• _What needs to be done_
Where in the records does the word "outline" appear? Copy each line that holds it.

• _Data for review_
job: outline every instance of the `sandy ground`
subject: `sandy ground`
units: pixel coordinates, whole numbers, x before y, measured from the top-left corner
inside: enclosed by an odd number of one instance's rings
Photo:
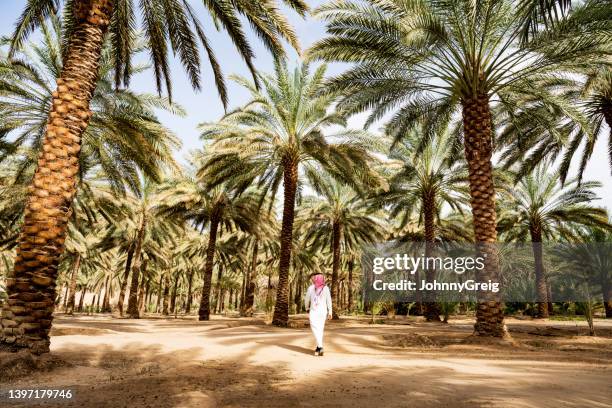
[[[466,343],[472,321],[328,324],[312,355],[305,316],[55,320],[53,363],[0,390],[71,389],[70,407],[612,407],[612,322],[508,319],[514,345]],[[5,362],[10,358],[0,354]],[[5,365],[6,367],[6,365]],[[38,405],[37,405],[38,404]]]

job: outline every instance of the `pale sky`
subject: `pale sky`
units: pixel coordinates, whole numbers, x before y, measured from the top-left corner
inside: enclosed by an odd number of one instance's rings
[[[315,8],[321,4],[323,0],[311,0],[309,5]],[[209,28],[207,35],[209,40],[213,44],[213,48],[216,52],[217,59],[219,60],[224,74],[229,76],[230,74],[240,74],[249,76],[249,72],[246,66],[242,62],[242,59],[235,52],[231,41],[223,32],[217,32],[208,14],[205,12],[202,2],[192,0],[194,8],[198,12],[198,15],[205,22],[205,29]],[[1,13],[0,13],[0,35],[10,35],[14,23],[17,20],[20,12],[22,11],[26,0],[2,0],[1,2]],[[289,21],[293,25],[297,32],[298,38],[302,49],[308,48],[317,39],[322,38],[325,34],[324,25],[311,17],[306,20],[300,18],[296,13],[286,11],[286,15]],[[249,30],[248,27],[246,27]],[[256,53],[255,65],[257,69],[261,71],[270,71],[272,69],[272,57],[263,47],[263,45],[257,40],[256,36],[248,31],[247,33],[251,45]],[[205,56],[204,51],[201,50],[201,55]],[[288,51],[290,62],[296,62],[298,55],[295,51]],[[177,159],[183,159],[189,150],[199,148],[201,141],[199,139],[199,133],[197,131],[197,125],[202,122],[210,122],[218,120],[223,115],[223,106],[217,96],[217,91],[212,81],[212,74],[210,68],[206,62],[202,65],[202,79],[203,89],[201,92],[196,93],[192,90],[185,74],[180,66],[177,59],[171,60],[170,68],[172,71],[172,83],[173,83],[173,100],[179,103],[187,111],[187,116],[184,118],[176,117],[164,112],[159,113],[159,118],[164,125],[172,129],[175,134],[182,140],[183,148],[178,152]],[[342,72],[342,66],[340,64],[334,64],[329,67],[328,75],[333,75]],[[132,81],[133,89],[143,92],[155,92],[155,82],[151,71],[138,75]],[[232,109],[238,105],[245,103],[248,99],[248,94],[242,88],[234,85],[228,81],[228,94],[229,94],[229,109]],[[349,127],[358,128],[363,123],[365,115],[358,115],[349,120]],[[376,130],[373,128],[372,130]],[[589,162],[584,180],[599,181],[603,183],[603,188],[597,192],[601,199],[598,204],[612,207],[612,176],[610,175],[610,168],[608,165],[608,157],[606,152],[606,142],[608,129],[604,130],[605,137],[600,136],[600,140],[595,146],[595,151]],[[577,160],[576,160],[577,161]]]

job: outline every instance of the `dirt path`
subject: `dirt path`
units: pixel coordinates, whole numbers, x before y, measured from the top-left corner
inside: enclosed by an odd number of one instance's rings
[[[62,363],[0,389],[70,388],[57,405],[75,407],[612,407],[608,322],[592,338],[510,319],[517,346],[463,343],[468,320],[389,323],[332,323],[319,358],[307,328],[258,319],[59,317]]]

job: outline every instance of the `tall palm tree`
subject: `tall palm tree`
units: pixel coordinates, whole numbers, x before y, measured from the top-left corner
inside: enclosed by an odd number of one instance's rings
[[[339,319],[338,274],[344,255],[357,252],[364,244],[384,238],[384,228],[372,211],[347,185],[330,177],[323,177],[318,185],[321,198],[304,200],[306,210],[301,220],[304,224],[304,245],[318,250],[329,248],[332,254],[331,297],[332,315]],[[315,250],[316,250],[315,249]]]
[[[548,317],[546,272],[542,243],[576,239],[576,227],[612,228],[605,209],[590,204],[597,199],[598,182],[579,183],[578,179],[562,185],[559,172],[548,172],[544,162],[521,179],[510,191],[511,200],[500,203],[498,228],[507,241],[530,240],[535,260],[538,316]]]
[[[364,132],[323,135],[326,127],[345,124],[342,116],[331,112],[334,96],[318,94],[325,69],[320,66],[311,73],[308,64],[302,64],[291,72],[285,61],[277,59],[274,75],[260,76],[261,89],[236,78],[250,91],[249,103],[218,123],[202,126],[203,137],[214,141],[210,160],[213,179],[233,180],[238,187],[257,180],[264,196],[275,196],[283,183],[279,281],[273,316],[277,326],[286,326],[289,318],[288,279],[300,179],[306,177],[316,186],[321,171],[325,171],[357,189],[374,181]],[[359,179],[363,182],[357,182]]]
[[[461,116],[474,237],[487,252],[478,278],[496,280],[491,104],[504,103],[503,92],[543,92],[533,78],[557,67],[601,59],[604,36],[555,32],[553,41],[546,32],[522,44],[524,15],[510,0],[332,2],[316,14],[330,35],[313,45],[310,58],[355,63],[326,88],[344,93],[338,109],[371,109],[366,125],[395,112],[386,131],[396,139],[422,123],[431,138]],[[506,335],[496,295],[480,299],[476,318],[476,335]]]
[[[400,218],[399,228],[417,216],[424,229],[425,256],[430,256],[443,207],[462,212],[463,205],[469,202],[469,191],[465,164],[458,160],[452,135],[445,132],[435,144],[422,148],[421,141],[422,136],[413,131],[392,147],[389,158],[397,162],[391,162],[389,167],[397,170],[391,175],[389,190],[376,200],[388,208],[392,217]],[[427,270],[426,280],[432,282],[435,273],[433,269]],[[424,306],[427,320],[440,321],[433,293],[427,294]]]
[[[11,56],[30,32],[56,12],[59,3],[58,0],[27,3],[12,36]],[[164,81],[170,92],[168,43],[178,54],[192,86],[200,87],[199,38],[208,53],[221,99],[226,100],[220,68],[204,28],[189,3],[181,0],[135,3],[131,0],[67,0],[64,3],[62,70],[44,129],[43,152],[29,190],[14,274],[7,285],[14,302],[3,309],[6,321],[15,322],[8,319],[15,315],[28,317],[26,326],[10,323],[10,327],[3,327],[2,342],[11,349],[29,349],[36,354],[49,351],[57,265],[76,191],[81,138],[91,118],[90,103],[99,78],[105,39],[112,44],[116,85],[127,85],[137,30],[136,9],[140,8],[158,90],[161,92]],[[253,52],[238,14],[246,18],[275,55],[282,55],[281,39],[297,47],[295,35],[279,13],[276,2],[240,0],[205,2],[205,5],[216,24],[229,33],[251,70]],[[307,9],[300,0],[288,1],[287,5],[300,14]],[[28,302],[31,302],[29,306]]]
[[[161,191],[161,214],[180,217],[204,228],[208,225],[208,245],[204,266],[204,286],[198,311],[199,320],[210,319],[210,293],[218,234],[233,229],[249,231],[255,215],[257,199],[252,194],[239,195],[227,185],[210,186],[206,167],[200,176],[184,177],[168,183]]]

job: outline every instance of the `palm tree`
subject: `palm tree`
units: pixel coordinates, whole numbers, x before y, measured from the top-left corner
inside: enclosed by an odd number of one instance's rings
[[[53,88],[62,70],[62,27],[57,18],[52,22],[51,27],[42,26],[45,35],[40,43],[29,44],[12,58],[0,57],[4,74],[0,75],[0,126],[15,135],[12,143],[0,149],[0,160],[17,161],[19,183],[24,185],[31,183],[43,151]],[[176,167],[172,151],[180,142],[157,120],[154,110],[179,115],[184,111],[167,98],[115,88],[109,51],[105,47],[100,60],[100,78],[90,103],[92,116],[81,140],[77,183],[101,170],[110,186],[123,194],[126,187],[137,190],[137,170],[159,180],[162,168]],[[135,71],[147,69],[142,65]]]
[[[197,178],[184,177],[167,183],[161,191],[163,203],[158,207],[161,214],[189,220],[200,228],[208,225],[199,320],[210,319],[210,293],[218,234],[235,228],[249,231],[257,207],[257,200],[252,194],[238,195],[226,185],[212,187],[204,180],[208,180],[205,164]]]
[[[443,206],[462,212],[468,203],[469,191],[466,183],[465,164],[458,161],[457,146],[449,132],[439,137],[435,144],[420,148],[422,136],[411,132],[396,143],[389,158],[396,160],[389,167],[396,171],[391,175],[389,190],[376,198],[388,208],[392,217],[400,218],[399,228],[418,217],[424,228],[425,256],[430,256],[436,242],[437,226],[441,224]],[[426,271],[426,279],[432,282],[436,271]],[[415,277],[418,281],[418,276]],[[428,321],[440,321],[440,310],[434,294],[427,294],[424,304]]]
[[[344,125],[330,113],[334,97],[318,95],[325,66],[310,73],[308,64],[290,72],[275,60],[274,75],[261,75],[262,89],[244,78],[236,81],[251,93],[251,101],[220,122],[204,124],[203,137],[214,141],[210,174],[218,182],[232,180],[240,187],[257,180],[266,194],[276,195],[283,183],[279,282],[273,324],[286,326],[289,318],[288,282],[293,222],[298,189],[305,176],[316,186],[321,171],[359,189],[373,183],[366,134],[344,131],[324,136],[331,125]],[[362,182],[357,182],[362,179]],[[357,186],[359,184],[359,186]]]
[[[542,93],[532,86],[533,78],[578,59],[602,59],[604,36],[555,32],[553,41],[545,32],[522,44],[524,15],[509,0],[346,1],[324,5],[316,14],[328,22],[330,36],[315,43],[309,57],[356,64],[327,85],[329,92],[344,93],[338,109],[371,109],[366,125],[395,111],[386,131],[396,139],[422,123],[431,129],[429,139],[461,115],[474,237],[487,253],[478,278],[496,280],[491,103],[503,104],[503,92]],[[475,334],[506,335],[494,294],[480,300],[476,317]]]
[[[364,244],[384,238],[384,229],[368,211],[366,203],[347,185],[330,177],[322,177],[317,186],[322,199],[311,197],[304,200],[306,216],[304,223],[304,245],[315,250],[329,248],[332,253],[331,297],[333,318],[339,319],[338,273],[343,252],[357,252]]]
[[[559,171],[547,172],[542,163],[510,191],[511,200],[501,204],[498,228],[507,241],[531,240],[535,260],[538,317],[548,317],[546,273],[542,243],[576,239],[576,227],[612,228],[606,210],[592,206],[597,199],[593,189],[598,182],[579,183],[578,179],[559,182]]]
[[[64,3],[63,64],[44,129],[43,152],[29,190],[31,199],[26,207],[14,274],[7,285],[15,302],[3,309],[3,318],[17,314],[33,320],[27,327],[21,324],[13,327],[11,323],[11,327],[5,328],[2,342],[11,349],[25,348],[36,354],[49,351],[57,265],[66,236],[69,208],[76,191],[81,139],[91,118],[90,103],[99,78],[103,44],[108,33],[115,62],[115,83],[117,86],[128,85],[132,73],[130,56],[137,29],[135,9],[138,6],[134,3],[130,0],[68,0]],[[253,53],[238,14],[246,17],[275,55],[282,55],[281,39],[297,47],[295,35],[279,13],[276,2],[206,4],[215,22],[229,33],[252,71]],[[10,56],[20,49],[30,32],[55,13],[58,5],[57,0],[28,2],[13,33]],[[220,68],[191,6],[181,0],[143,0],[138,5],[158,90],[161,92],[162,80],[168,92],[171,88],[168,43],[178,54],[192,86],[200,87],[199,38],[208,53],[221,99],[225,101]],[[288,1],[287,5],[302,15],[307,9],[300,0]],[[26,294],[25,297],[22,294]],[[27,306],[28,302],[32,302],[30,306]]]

• _Problem solution_
job: outline every instance of the `sandy ground`
job: outline every instance of the `pale sky`
job: outline every instance of the `dirt path`
job: outline every instance of the `tall palm tree`
job: outline every instance of the `palm tree`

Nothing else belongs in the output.